Task material:
════════════════

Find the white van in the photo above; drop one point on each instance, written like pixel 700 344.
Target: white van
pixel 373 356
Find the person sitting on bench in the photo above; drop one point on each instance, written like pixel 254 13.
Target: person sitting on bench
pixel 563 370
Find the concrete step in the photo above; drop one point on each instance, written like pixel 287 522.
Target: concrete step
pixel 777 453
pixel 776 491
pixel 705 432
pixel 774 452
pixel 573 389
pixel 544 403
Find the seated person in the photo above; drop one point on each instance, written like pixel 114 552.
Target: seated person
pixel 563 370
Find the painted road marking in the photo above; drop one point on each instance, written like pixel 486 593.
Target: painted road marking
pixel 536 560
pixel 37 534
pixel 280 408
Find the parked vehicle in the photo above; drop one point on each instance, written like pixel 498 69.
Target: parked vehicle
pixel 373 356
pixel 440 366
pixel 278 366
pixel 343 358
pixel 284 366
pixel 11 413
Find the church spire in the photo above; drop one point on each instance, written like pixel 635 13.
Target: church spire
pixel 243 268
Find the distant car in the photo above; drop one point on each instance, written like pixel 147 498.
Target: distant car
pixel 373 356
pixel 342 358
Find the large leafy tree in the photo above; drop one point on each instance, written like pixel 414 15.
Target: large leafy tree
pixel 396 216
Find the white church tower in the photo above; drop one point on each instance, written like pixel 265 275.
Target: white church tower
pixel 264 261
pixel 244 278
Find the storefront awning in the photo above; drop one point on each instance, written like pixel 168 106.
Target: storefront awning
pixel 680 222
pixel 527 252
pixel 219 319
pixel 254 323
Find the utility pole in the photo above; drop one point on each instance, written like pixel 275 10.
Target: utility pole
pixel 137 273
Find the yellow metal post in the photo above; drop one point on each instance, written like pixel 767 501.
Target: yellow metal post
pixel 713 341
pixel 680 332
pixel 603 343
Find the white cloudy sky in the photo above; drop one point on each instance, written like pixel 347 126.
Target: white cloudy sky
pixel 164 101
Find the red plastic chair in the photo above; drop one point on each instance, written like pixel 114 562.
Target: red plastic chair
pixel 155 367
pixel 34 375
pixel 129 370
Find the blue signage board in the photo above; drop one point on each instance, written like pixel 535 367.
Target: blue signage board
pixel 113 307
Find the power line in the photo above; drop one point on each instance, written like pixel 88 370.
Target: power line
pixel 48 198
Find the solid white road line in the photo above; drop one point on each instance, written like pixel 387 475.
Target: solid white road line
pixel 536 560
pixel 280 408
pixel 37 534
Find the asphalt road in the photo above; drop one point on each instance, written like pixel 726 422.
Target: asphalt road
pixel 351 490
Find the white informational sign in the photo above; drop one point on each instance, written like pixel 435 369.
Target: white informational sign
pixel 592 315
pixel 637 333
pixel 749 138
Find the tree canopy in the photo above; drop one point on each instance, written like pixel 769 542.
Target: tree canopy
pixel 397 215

════════════════

What to produce:
Every record above is to be copied out again exactly as written.

Answer space:
Find the white van in the photo above; drop one point on each instance, written like pixel 700 344.
Target: white van
pixel 373 356
Find the person sitting on bench in the photo above; drop one point on each instance, written like pixel 254 13.
Target: person sitting on bench
pixel 563 370
Find the concrete step in the photo above; drop one point on each instance, written like pixel 287 522.
Target: concrete step
pixel 777 453
pixel 776 491
pixel 705 432
pixel 774 452
pixel 573 389
pixel 544 403
Find the seated person in the photo above; drop one point on each instance, written like pixel 114 552.
Target: seated person
pixel 563 370
Find the painted road marking in the photo above; drop one point on each instance, written like pixel 486 593.
Target: painted road marking
pixel 536 560
pixel 37 534
pixel 280 408
Find the parked vehicle in the photo above; drop one point on each instance, written like pixel 498 69.
Target: parked vehicle
pixel 373 356
pixel 440 366
pixel 278 366
pixel 343 358
pixel 284 366
pixel 11 413
Find the church spire in the photo above; drop one point on each instance, written like pixel 635 13.
Target: church spire
pixel 243 268
Find the distant car in the photo above; drop one point on each instance, written like pixel 147 498.
Target: distant car
pixel 373 356
pixel 342 358
Find the large leafy tree in the photo above; drop one point on each instance, written like pixel 414 15.
Target: large leafy tree
pixel 396 216
Find the white church tower in the photo above; drop one point on each instance, written like pixel 265 275.
Target: white church tower
pixel 264 261
pixel 244 278
Find the storefront awning in the photo above; drop one point on each instance, written like pixel 168 106.
Target: storefront awning
pixel 680 222
pixel 527 252
pixel 219 319
pixel 254 323
Find the utility pole in the photo above; drop one point on each instance, written like pixel 275 10.
Target: utility pole
pixel 137 273
Find the yellow metal post in the photo above; drop one point on each instance, written like pixel 767 501.
Target: yellow metal post
pixel 713 341
pixel 680 332
pixel 603 343
Find the white cloudy sky in the photo above; drop one point on each instance, written like pixel 347 126.
Target: white cloudy sky
pixel 164 101
Find the red plastic chair in the photo above; drop one point on each instance, written like pixel 114 562.
Target: red plastic chair
pixel 155 367
pixel 34 375
pixel 129 370
Find the blue signage board in the photo above; drop one point on each instance, written like pixel 535 367.
Target: blue signage board
pixel 113 307
Find the power line in the photo above; drop one point on each instance, written like pixel 88 370.
Target: power line
pixel 48 198
Find the solid white road line in the photo above; drop one point on each instance, written like pixel 387 475.
Target: solid white road line
pixel 536 560
pixel 280 408
pixel 37 534
Find the asphalt road in the photo above; drop one point on each instance, written like pixel 726 422.
Target: asphalt road
pixel 351 490
Find the white informational sign in the photo above; drop one point on each instance, written like pixel 435 369.
Target: white informational sign
pixel 592 315
pixel 637 333
pixel 749 138
Find the tree canopy in the photo above; drop one point on each instance, written like pixel 769 542.
Target: tree canopy
pixel 397 215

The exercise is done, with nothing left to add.